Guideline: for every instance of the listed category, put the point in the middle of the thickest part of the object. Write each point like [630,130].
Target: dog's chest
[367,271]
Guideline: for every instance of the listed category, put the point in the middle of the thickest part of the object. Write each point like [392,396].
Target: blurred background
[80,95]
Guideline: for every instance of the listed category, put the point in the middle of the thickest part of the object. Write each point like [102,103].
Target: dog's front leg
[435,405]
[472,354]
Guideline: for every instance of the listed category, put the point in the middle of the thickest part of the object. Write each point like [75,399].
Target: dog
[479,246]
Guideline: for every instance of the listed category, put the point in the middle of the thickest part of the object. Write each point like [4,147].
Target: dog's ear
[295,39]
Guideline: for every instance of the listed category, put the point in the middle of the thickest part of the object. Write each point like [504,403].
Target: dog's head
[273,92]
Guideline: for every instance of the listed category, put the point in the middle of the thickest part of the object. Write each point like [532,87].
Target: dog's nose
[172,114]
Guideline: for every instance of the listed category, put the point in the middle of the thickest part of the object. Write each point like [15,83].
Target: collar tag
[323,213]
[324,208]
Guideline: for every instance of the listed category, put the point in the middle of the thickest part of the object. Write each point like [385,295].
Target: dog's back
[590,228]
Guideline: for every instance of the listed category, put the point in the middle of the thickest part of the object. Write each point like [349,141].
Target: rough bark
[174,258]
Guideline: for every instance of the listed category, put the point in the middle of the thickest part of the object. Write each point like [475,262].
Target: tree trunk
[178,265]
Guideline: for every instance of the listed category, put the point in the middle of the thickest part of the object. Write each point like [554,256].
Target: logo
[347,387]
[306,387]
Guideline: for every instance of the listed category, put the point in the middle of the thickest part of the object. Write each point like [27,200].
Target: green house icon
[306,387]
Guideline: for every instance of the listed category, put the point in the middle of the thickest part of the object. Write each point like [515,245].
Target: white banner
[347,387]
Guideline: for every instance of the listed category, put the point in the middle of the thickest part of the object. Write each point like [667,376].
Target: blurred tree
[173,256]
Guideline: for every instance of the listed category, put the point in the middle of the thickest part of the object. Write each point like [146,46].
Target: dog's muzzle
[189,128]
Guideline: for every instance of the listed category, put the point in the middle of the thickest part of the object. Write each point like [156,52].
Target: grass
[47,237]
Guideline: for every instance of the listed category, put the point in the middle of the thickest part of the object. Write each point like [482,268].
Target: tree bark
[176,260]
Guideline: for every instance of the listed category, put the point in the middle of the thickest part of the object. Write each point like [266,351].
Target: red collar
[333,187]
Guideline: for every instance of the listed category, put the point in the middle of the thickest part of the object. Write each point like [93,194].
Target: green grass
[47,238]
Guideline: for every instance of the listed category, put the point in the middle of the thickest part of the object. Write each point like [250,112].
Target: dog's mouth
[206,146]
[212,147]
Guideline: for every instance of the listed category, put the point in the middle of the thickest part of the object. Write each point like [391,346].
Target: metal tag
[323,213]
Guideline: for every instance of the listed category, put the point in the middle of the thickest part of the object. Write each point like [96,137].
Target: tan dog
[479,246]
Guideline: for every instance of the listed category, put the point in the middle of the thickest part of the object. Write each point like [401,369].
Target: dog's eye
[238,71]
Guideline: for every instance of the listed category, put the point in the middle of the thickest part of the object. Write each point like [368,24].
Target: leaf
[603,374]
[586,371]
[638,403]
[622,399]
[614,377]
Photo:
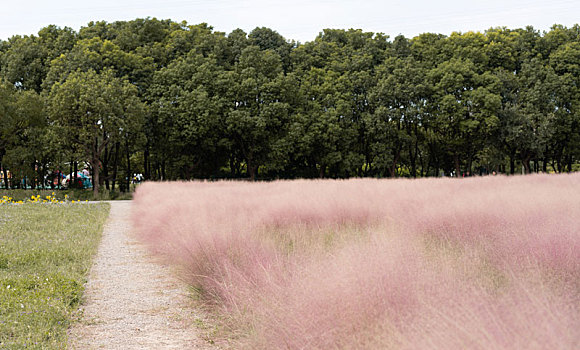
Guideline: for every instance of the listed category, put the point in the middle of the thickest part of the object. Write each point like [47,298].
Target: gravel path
[132,302]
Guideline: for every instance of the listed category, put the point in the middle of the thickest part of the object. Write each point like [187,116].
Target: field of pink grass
[479,263]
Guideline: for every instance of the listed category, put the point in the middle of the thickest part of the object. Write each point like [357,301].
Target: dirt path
[131,302]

----------------------------------------

REQUIREMENT — Your answer should be exactly the lines of the material above, starting at the one that holds "Target: gravel path" and ending with the last.

TASK OUTPUT —
Target: gravel path
[132,302]
Guideline: for every instance of the listed category, put the point in the middle of the thickest part of the object. Write each point like [187,116].
Target: field of pink grass
[479,263]
Guideline: for every instance of the listed category, put the point in the middle of the thickest part of the object. Write each point like [357,301].
Target: dirt path
[131,302]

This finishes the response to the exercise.